# Start of DOCUMENT EXTRACT

Sunday, October 24, 2010

Tonight you don't get a blog... you get a personal essay.





I’m full of rainbows and happy thoughts tonight, which is completely unlike me. 

Well.  Not completely.  I consider love to be the root of all goodness and possess an extraordinarily high level of unconditional contentment (despite my gravitation toward artistic darkness and angst… not in an emo way; in a “beauty in brokenness” way.)

So.  I’m a loving and content person.  When I say that it’s unlike me to be full of rainbows, what I mean is that sappiness and overly tender displays of emotion make me want to gag.  Blegh.  For example, I consider romantic comedies to be unpleasant… Hallmark movies, torturous.  My roommate Heidi and I often have conversations complaining about the uncomfortable nature of romantic gestures.  Receiving bouquets of flowers, being serenaded with love songs, and googly-eyed PDA make us cringe.

# End of DOCUMENT EXTRACT
# Start of EXTRACTED MATERIAL

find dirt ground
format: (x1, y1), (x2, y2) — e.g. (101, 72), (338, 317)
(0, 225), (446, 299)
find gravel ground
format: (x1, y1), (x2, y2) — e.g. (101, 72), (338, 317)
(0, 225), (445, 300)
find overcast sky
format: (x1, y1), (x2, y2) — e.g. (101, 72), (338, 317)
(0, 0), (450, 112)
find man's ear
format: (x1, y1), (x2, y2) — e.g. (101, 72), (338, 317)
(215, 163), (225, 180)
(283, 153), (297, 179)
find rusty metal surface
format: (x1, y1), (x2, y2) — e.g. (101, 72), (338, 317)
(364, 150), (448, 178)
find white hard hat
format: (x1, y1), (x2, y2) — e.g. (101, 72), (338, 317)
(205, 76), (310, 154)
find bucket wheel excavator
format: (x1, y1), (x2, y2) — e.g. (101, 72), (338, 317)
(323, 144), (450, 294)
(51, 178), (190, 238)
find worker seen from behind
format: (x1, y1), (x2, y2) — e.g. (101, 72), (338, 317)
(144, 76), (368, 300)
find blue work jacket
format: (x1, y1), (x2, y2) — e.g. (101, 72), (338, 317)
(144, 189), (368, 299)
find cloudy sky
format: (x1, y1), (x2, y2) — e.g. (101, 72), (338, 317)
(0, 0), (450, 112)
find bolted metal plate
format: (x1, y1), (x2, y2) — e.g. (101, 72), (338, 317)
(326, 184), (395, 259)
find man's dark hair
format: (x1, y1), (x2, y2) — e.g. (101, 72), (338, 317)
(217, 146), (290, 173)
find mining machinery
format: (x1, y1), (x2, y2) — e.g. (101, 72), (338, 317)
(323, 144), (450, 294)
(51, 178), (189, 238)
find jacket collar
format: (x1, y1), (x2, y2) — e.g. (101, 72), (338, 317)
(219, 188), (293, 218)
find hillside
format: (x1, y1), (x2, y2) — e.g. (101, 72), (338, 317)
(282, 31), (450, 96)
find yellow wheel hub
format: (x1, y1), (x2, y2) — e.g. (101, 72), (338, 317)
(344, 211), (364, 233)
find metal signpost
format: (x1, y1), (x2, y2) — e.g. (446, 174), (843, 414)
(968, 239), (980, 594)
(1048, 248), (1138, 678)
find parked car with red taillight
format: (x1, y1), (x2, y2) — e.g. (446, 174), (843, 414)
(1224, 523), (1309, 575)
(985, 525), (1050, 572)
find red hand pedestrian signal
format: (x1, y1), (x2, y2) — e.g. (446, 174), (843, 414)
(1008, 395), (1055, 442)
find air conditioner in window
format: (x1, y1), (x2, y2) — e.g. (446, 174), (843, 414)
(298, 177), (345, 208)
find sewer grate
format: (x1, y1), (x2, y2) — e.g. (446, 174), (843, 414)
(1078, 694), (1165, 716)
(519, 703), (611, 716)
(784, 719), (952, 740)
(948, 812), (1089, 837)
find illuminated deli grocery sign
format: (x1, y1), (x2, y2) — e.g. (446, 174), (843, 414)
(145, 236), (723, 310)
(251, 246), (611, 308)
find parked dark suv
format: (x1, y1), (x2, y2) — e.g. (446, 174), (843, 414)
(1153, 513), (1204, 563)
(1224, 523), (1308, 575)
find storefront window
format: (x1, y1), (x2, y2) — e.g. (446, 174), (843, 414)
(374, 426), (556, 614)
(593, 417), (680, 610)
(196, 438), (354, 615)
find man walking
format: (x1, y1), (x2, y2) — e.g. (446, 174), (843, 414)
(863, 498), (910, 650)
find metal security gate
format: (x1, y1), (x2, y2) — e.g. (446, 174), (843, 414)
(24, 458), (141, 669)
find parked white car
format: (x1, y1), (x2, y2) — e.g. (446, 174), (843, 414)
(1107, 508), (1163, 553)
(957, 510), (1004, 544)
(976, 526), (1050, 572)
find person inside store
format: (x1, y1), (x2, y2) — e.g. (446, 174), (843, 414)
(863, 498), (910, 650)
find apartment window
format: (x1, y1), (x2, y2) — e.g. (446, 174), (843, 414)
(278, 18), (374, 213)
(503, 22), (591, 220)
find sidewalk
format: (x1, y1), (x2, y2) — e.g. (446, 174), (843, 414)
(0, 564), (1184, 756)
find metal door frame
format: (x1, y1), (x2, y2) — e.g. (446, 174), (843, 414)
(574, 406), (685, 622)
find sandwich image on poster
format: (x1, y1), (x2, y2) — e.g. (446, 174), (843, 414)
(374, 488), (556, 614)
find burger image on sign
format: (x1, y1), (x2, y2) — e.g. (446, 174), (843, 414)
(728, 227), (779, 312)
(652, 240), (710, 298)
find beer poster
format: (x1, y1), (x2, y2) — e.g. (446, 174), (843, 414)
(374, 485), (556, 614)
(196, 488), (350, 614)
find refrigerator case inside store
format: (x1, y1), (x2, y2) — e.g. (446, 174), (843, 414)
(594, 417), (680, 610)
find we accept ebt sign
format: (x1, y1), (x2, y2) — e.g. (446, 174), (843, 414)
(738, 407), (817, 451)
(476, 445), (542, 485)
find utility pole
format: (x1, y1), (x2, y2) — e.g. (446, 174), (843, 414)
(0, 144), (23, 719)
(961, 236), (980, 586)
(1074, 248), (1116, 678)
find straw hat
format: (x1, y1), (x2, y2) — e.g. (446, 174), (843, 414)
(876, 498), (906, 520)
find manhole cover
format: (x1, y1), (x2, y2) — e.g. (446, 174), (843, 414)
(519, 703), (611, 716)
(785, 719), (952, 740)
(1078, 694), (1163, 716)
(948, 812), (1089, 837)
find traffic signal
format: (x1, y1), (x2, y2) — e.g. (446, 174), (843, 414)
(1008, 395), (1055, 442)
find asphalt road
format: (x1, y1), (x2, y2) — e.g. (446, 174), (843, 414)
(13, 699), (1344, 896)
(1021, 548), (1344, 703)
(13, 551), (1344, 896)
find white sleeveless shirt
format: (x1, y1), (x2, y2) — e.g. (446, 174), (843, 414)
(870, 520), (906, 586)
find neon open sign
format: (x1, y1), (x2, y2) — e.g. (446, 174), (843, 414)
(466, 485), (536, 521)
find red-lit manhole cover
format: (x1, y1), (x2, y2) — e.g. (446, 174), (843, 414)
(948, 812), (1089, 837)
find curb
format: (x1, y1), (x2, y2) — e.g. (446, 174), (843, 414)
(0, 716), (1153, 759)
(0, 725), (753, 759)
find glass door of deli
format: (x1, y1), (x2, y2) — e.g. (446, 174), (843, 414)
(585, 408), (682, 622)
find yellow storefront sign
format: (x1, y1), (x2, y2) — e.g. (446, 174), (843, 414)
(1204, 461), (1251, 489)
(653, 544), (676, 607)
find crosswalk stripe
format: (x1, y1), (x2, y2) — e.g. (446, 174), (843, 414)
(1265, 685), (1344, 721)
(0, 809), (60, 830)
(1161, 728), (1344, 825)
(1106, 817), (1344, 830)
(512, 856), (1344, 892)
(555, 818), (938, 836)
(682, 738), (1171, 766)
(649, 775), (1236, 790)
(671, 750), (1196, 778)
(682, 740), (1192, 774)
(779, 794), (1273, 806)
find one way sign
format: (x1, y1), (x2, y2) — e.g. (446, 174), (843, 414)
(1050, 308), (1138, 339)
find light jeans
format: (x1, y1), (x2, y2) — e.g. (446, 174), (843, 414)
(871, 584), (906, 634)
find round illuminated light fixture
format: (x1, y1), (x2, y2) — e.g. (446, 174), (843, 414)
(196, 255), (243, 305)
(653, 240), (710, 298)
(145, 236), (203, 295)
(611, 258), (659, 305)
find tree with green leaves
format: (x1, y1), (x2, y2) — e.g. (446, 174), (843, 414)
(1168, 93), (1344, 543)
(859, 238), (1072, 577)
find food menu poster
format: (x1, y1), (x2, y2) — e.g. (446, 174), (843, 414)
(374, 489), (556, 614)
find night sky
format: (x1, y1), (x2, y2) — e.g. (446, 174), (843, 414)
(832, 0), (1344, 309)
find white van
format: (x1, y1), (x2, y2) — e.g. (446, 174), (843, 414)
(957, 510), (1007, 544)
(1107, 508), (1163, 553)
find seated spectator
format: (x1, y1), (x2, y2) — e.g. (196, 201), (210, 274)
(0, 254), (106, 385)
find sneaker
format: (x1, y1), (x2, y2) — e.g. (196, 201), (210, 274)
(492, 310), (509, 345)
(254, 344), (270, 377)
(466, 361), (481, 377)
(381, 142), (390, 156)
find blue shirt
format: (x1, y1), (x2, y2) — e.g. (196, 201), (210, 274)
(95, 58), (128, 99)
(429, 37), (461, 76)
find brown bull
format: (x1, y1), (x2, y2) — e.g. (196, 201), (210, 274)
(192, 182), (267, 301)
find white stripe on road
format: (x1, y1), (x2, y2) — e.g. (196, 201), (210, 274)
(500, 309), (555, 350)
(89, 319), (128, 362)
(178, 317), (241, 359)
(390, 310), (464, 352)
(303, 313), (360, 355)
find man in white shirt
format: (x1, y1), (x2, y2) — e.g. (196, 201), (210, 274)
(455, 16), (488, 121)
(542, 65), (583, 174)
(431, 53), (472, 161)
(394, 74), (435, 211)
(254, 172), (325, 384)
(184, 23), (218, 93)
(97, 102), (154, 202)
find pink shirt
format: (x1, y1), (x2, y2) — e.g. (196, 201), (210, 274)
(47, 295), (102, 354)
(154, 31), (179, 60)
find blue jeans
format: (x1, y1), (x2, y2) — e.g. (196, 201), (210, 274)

# End of EXTRACTED MATERIAL

#### [REQUIRED ACTIONS]
- 1) Name every romantic gesture that the personal essay says makes the writer and Heidi cringe.
- 2) Carry on the personal essay, starting after its last sentence.
The entries are separate material and have no connection to the personal essay.

#### [THE RESULTS]
- 1)
- Receiving bouquets of flowers
- Being serenaded with love songs
- Googly-eyed PDA

- 2)
But somehow, Heidi and I both get choked up at the key change of Taylor Swift’s “Love Song,” a song I thoroughly despise.  Another example of my inconsistency: although I have relatively little patience for sappy displays between humans, I have unmitigated compassion for animals.  Present me with any movie/book/story about pets and I’ll be blubbering at the five-minute mark—ten seconds if its one of those animal shelter commercials flashing clips of Trooper the Three-Legged Dog who was abandoned in a gutter and needs a family.  Tear-jerkers, those ones.

So.  I’m a loving and content person who hates sappiness, hates overly tender displays of emotion, and finds herself steeped in paradoxical mindsets.  Remember this.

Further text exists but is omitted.